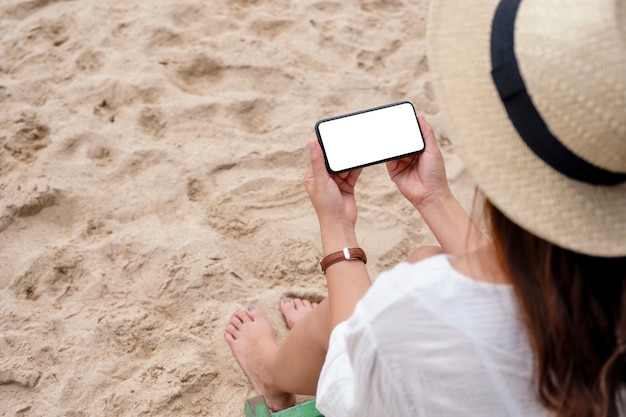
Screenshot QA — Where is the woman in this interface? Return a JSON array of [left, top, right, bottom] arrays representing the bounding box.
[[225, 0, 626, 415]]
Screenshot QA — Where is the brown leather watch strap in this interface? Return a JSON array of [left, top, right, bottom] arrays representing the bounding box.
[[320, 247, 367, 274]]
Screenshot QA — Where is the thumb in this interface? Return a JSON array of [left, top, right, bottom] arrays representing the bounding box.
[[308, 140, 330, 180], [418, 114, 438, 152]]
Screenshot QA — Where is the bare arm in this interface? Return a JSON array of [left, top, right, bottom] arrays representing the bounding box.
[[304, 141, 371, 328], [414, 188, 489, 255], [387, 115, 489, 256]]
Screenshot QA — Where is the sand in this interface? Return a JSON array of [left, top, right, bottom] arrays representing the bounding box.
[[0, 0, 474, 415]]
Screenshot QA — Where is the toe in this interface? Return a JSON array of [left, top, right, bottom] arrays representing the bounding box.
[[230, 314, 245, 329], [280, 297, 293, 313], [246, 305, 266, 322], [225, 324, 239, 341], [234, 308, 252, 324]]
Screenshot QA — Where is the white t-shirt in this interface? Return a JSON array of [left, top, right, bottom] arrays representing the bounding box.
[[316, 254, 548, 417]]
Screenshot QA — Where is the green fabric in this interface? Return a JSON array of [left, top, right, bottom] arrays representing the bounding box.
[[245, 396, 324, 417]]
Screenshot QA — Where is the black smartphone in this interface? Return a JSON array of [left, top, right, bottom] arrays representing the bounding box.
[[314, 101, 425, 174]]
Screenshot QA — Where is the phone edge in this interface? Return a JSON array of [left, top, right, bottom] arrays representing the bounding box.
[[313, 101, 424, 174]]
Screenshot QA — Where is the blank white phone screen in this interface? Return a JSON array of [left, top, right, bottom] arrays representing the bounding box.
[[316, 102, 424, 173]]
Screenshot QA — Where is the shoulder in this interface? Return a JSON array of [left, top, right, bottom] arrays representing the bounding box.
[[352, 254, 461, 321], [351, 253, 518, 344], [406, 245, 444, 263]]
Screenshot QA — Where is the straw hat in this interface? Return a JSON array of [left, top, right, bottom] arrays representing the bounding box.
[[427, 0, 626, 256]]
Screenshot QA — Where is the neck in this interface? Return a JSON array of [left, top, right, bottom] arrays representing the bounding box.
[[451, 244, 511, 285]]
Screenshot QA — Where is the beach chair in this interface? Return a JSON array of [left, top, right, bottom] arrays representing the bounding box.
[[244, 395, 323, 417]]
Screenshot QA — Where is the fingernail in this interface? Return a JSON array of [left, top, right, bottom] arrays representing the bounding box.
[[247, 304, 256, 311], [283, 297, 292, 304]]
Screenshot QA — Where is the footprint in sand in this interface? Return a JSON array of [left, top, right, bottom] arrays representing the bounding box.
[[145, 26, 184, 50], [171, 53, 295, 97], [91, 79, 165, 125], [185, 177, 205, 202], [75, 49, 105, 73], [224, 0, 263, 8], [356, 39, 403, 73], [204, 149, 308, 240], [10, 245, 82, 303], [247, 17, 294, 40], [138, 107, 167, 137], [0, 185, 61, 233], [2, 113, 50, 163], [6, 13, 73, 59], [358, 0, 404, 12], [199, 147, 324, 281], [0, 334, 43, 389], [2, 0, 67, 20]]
****************************************
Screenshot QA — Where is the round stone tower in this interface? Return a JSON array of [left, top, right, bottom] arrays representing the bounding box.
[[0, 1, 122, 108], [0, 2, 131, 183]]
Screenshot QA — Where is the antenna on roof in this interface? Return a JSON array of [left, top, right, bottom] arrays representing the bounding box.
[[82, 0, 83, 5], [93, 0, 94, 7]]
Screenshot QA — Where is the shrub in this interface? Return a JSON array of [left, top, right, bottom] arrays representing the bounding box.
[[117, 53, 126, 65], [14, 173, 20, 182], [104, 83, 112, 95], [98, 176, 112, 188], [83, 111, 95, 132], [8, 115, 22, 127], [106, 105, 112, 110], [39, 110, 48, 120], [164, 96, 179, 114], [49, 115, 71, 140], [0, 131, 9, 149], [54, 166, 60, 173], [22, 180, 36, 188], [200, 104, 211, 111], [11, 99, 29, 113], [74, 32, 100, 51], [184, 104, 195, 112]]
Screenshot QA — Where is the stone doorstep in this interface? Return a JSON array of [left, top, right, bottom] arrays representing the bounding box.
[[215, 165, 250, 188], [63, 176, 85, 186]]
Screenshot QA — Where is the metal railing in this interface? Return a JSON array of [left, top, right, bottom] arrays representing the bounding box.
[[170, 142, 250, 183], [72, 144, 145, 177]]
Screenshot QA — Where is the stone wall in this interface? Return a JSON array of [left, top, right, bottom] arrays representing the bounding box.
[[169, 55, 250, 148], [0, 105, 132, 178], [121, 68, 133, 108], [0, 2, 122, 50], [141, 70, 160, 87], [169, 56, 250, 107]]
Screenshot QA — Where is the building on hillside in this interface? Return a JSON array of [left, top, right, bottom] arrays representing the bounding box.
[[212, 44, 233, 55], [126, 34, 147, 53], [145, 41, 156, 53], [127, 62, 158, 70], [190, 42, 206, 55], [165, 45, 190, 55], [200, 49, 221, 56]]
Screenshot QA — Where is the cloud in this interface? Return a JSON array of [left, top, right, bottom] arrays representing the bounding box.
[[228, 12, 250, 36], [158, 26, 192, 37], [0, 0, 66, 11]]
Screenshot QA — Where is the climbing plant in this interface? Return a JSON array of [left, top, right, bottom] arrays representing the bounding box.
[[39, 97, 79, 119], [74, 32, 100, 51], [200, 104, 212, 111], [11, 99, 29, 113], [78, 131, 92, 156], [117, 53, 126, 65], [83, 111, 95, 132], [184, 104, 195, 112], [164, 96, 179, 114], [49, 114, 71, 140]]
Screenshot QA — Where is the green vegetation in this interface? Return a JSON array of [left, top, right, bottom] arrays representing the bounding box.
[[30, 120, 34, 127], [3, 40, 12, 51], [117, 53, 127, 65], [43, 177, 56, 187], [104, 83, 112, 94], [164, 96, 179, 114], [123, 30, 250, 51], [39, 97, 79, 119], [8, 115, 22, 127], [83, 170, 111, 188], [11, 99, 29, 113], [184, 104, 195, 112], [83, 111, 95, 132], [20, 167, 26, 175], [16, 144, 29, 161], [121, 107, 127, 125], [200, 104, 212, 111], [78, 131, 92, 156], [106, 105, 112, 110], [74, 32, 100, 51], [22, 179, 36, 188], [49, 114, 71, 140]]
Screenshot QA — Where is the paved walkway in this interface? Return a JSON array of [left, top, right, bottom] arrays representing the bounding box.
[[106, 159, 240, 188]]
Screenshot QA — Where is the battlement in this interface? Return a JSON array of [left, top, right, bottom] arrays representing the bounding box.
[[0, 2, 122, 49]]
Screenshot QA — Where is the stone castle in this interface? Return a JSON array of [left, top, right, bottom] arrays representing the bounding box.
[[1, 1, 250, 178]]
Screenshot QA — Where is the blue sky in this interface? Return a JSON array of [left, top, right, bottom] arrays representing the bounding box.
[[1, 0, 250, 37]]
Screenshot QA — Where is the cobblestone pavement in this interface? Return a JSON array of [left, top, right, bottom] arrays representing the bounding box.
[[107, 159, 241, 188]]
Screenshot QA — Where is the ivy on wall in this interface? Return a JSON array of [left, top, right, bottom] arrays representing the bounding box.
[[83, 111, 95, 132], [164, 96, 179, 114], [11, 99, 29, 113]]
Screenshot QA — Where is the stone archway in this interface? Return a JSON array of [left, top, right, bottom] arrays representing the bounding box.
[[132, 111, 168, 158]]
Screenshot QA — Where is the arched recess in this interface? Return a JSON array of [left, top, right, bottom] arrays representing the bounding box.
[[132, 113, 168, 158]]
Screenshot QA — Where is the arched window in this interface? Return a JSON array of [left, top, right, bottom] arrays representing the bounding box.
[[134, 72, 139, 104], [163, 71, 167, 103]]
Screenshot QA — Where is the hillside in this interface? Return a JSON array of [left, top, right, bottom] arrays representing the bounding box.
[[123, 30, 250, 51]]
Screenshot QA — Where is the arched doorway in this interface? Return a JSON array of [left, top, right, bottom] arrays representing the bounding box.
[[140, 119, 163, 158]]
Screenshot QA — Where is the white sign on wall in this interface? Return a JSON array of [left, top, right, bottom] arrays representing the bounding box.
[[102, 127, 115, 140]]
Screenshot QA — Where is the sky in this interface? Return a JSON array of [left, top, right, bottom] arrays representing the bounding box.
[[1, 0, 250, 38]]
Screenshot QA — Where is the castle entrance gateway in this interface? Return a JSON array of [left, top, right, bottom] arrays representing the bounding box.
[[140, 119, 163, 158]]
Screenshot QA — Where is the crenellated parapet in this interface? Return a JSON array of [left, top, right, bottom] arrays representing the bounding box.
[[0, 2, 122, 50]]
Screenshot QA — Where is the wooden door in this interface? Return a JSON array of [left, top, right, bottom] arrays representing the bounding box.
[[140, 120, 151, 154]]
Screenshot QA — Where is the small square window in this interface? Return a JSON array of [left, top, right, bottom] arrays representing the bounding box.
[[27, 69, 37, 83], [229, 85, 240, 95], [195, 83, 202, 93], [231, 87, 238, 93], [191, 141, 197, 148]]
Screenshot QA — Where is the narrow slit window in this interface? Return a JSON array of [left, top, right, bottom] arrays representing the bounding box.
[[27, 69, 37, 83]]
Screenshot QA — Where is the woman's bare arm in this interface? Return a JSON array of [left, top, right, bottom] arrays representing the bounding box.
****************************************
#### Goal of the exercise
In the listing above, find the line with "Screenshot QA — Where is the hillside" and the line with "Screenshot QA — Where is the woman's", then reproduce both and every line between them exactly.

#### Exercise solution
Screenshot QA — Where is the hillside in this interface? Return a JSON array of [left, top, right, bottom] arrays representing the bounding box.
[[123, 30, 250, 51]]
Screenshot QA — Where is the arched doorway in this interface? Return a JSON array of [left, top, right, bottom] arrays representing the bounding box.
[[140, 119, 163, 158]]
Screenshot QA — Where is the white sign on wall in this interface? Return a JSON array of [left, top, right, bottom] arrays representing the bounding box.
[[102, 127, 115, 140]]
Screenshot QA — Where is the sky in this interface? Return a JSON array of [left, top, right, bottom] arrays representing the bounding box.
[[1, 0, 250, 38]]
Screenshot QA — Where is the castle entrance gateway in this interface? Return a JSON array of [left, top, right, bottom] arrays representing the bounding box.
[[140, 119, 163, 158]]
Screenshot QA — Where is the crenellated parapet in this interface? Return a JSON array of [left, top, right, bottom] arrays representing the bounding box.
[[0, 2, 122, 50]]
Screenshot QA — Where is the wooden door in this interface? Return a JSON array of [left, top, right, bottom] arrays representing the bounding box.
[[140, 120, 151, 154]]
Screenshot QA — Where is the small square window in this interface? Return a JSON array of [left, top, right, bottom] arrays representing the bounding box.
[[27, 69, 37, 83], [229, 85, 240, 95], [195, 83, 202, 93], [231, 87, 238, 93], [191, 141, 197, 148]]
Screenshot QA — Where is the narrow slit window in this interface? Return a JSON array of [left, top, right, bottom] arrays representing the bounding box.
[[27, 69, 37, 83]]
Screenshot QA — Where is the woman's bare arm in this interface? Return a JSON array of [left, top, right, bottom] arrays representing the bounding box.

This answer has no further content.